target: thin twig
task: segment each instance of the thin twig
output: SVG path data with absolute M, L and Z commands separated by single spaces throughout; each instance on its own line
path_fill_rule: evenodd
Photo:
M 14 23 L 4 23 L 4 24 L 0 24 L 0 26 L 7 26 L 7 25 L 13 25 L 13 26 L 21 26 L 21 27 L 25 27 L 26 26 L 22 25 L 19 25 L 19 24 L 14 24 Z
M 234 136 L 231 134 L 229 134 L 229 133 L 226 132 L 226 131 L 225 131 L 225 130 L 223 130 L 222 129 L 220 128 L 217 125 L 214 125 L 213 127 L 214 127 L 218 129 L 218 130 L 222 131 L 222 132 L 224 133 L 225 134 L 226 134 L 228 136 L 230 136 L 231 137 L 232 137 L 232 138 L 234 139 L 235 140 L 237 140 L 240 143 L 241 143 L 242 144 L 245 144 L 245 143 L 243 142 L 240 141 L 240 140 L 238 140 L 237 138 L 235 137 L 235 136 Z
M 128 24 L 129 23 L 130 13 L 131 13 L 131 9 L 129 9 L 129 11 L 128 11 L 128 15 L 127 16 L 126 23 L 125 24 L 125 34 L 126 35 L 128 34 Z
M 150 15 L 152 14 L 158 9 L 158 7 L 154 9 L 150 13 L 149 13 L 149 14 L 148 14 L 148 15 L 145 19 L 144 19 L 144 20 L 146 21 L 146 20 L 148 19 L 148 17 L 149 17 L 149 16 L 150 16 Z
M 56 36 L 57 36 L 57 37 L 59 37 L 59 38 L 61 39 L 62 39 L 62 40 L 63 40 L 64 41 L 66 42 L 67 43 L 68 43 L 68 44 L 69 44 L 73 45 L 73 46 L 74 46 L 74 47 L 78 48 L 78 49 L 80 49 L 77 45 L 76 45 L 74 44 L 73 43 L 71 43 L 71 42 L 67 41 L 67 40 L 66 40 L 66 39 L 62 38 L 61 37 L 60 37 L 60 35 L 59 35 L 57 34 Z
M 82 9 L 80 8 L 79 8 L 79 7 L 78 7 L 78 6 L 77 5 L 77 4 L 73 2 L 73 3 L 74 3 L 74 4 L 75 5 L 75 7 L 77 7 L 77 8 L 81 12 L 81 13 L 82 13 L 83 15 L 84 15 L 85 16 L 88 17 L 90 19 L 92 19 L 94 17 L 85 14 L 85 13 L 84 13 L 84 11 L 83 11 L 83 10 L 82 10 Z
______________________________
Repeat every line of the material above verbatim, keeping each character and line break in place.

The output:
target: thin twig
task: segment each instance of the thin twig
output: SVG path data with absolute M, L and Z commands separated by single spaces throughout; each instance on its own line
path_fill_rule: evenodd
Photo:
M 14 23 L 4 23 L 4 24 L 0 24 L 0 26 L 7 26 L 7 25 L 13 25 L 13 26 L 21 26 L 21 27 L 25 27 L 26 26 L 22 25 L 19 25 L 19 24 L 14 24 Z
M 234 136 L 231 134 L 229 134 L 229 133 L 226 132 L 226 131 L 225 131 L 225 130 L 223 130 L 222 129 L 220 128 L 217 125 L 214 125 L 213 127 L 214 127 L 218 129 L 218 130 L 222 131 L 222 132 L 224 133 L 225 134 L 226 134 L 228 136 L 230 136 L 231 137 L 232 137 L 232 138 L 234 139 L 235 140 L 237 140 L 240 143 L 241 143 L 242 144 L 245 144 L 245 143 L 243 142 L 240 141 L 240 140 L 238 140 L 237 138 L 235 137 L 235 136 Z
M 128 24 L 129 23 L 130 13 L 131 13 L 131 9 L 129 9 L 129 11 L 128 11 L 128 15 L 127 16 L 126 23 L 125 24 L 125 34 L 126 35 L 128 34 Z
M 150 15 L 152 14 L 158 9 L 158 7 L 154 9 L 150 13 L 149 13 L 149 14 L 148 14 L 148 15 L 145 19 L 144 19 L 144 20 L 146 21 L 146 20 L 148 19 L 148 17 L 149 17 L 149 16 L 150 16 Z
M 56 36 L 57 36 L 57 37 L 59 37 L 59 38 L 61 39 L 62 39 L 62 40 L 63 40 L 64 41 L 66 42 L 67 43 L 68 43 L 68 44 L 69 44 L 73 45 L 73 46 L 74 46 L 74 47 L 78 48 L 78 49 L 80 49 L 77 45 L 76 45 L 74 44 L 73 43 L 71 43 L 71 42 L 67 41 L 67 40 L 66 40 L 66 39 L 62 38 L 61 37 L 60 37 L 60 35 L 59 35 L 57 34 Z
M 82 9 L 80 8 L 79 8 L 79 7 L 78 7 L 78 6 L 77 5 L 77 4 L 73 2 L 73 3 L 74 3 L 74 4 L 75 5 L 75 7 L 77 7 L 77 8 L 81 12 L 81 13 L 82 13 L 83 15 L 84 15 L 85 16 L 88 17 L 90 19 L 92 19 L 94 17 L 85 14 L 85 13 L 84 13 L 84 11 L 83 11 L 83 10 L 82 10 Z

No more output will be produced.